Work order: Only the lines holding the word "backrest" are wanted; copy each of them from the listing.

= Beginning of Section =

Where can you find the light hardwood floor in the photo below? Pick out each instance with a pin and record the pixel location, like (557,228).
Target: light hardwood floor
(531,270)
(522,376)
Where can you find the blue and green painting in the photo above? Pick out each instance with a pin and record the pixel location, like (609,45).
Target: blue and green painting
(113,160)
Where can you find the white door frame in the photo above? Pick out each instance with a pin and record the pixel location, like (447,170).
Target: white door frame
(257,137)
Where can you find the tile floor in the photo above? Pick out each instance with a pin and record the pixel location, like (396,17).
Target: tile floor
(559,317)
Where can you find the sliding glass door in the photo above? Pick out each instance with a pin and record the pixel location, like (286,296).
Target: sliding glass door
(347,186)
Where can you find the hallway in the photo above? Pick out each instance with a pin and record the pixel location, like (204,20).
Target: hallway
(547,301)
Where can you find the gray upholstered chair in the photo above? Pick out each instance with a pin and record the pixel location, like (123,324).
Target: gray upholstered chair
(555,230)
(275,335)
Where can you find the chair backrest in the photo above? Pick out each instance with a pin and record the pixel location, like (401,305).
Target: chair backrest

= End of Section =
= Beginning of Section =

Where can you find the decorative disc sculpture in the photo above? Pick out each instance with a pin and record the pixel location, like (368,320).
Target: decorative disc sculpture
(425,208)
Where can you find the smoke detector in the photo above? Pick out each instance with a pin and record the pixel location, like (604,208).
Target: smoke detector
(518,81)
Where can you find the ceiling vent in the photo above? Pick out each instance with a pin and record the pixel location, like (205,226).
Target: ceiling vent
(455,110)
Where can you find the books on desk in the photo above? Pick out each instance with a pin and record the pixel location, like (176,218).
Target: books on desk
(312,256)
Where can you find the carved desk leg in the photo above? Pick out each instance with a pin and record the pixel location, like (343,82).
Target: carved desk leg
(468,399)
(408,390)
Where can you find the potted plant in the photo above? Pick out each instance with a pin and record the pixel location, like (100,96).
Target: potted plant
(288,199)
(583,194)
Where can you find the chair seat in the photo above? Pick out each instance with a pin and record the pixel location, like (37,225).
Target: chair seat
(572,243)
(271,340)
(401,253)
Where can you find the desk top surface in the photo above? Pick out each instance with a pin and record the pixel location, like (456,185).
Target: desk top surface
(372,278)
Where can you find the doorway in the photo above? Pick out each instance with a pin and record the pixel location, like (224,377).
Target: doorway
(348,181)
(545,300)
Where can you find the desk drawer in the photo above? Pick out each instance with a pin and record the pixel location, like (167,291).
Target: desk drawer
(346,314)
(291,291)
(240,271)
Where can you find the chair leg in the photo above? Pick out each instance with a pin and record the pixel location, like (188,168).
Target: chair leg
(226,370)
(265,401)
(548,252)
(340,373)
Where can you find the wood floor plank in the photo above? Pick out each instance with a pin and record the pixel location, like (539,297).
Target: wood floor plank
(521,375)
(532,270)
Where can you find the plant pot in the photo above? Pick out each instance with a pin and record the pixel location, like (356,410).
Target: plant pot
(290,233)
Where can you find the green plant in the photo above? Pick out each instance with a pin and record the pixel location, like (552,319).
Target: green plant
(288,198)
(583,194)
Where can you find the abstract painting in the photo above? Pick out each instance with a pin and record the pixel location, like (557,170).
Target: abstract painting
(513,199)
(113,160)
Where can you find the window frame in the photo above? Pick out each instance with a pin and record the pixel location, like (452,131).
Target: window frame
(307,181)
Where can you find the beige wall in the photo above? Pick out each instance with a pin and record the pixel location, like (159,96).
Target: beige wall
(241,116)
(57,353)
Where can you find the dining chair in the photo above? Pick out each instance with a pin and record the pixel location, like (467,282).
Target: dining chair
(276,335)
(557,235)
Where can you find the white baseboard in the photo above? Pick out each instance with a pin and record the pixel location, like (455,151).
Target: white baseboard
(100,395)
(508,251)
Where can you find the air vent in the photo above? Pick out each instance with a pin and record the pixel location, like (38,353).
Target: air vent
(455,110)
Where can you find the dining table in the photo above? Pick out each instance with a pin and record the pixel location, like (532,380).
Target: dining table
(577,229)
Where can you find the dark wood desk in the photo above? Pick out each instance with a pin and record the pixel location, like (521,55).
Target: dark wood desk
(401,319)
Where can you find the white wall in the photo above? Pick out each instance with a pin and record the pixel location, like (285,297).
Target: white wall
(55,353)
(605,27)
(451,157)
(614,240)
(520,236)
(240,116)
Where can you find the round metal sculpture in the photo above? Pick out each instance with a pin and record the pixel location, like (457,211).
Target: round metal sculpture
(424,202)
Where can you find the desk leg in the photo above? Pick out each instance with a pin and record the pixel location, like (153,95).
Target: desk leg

= End of Section =

Result of this exercise:
Where can you find the chair backrest in the photo above? Pick out each instance with a pin and record the pixel location, like (401,305).
Target: chair backrest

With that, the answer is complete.